_Task goal_
In the listing below, rewrite the lines from the one containing "of the rocky" through the one containing "the dirt ground", replacing "marker" with "dot" and leaving all else unchanged.

** Begin Data for this task **

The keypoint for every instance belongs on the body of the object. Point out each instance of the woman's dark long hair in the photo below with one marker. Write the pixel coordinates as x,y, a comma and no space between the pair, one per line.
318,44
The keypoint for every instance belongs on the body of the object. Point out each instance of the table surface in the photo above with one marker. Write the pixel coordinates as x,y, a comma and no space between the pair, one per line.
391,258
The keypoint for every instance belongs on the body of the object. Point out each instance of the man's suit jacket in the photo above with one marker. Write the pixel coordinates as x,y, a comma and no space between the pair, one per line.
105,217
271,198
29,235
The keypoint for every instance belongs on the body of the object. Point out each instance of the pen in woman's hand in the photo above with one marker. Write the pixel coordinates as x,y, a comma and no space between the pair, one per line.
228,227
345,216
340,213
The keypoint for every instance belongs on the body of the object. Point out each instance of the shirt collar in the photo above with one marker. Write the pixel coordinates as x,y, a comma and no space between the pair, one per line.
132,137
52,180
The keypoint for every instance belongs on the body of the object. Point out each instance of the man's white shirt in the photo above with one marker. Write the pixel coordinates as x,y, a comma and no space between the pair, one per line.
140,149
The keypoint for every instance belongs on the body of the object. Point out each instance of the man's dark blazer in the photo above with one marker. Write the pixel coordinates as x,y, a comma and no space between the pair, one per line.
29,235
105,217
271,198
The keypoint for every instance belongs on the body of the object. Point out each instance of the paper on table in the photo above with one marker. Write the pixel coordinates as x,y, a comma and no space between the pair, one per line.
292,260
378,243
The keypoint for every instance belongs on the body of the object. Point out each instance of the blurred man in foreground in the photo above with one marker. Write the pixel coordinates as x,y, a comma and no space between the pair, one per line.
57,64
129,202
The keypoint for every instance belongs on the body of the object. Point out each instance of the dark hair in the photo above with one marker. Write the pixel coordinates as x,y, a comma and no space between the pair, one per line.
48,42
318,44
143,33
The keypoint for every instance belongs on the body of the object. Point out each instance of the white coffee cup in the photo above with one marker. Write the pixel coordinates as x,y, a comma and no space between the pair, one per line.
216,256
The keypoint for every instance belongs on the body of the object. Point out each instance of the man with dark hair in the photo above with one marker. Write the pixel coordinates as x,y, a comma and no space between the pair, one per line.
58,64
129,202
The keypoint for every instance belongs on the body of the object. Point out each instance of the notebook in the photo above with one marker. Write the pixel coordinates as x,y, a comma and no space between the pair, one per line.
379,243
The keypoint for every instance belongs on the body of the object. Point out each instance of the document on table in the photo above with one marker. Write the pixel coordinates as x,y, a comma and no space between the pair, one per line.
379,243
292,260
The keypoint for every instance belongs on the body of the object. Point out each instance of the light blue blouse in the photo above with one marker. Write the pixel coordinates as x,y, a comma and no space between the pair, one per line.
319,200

** End Data for this task **
** Begin Data for this task **

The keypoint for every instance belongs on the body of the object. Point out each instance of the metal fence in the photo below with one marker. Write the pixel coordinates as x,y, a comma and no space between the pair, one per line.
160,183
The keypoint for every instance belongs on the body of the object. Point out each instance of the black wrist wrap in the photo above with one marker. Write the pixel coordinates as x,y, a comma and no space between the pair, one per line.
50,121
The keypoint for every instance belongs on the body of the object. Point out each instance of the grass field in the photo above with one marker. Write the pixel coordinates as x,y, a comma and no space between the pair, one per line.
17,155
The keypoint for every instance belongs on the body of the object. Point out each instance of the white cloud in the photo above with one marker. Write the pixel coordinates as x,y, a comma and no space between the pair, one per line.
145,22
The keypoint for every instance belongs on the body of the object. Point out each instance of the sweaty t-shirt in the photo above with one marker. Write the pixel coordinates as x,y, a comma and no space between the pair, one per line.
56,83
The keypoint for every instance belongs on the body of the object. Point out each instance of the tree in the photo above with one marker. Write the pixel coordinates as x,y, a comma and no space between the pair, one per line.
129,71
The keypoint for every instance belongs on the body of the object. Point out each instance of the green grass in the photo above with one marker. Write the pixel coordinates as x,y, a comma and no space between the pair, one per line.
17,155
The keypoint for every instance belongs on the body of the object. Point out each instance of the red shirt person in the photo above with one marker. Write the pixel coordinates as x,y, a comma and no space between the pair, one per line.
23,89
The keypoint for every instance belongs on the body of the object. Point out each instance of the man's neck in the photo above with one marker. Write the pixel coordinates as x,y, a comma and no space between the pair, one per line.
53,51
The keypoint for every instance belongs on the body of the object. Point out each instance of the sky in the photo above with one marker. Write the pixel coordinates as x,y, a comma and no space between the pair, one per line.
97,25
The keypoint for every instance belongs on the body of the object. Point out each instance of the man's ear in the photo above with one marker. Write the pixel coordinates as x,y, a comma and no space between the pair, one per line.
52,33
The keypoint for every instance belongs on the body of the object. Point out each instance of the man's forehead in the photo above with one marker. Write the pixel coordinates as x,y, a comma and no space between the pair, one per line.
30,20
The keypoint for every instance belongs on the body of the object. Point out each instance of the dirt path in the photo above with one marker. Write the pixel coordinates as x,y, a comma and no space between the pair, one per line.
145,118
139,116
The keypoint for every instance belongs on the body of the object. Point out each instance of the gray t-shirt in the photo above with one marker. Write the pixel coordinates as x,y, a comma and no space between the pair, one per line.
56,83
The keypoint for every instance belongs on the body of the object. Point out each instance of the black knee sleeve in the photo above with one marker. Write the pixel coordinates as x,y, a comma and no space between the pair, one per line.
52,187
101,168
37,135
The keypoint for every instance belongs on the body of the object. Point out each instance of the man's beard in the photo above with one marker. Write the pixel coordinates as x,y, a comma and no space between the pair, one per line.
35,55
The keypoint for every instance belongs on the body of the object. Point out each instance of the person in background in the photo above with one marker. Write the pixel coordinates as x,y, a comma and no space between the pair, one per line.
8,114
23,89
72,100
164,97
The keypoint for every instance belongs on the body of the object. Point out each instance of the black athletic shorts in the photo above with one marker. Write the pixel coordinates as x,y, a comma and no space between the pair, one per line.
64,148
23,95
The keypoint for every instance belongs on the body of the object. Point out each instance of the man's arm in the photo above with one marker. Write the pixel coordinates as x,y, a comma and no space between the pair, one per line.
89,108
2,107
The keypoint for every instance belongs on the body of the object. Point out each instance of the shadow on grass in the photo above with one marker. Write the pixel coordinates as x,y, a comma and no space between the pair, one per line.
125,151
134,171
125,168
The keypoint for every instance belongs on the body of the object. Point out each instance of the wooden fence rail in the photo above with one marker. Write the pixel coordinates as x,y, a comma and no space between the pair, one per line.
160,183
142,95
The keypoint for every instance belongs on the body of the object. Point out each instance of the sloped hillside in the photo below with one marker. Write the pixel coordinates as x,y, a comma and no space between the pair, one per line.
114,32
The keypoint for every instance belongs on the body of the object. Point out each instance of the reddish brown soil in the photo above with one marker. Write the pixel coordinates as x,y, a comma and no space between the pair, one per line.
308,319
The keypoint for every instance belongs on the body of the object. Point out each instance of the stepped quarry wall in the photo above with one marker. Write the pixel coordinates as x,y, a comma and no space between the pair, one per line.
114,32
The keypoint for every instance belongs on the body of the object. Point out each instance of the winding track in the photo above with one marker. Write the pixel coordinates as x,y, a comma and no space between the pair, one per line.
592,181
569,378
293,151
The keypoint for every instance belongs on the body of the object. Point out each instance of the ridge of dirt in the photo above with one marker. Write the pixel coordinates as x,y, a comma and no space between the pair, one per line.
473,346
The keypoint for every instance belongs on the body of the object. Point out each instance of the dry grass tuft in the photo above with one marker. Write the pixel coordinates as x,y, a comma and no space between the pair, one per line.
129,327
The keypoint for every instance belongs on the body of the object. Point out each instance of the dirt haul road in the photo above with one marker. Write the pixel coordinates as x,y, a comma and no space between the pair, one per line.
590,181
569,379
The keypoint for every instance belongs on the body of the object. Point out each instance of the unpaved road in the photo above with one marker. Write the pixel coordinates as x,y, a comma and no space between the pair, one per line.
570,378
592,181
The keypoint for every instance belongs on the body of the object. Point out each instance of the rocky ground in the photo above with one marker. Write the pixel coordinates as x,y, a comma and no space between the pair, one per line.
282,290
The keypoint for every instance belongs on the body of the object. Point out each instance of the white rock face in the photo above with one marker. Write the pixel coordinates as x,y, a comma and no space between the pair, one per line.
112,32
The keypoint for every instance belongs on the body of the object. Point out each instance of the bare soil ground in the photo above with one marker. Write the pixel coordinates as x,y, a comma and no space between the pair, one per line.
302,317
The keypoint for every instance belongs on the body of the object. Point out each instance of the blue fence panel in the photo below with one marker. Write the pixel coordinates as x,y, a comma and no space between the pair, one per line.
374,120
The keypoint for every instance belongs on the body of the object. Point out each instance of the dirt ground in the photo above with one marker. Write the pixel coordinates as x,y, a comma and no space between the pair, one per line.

** End Data for this task **

_Worked solution_
The keypoint for every instance belongs on the body of the object. Point out each instance of the rocky ground in the photo above with one dot. Write the pixel coordinates as x,y, a comma and no space between the pair, one per line.
282,290
The keypoint for every instance belongs on the body of the object. Point out each instance of the white rock face in the photo above with one dot. Write the pixel coordinates as x,y, a comma and no space between the pair, one per line.
112,32
The keypoint for every instance belongs on the body of the object. Point out each instance of the bare soil ground in the photo above with one dot. Write the pixel coordinates as x,y, a comma and no space between the pair, one per line.
302,317
The keypoint for every instance belongs on the body of the object. Point out each instance of the blue fence panel in the photo below with one dot. Write the pixel coordinates as x,y, a comma and no space between the pair, one per line.
374,120
The keypoint for every instance belongs on the body of the object. Point out each instance of the dirt ground in the photo above with one dot. Write the pixel coordinates as x,y, a comma and no space between the pair, one per line.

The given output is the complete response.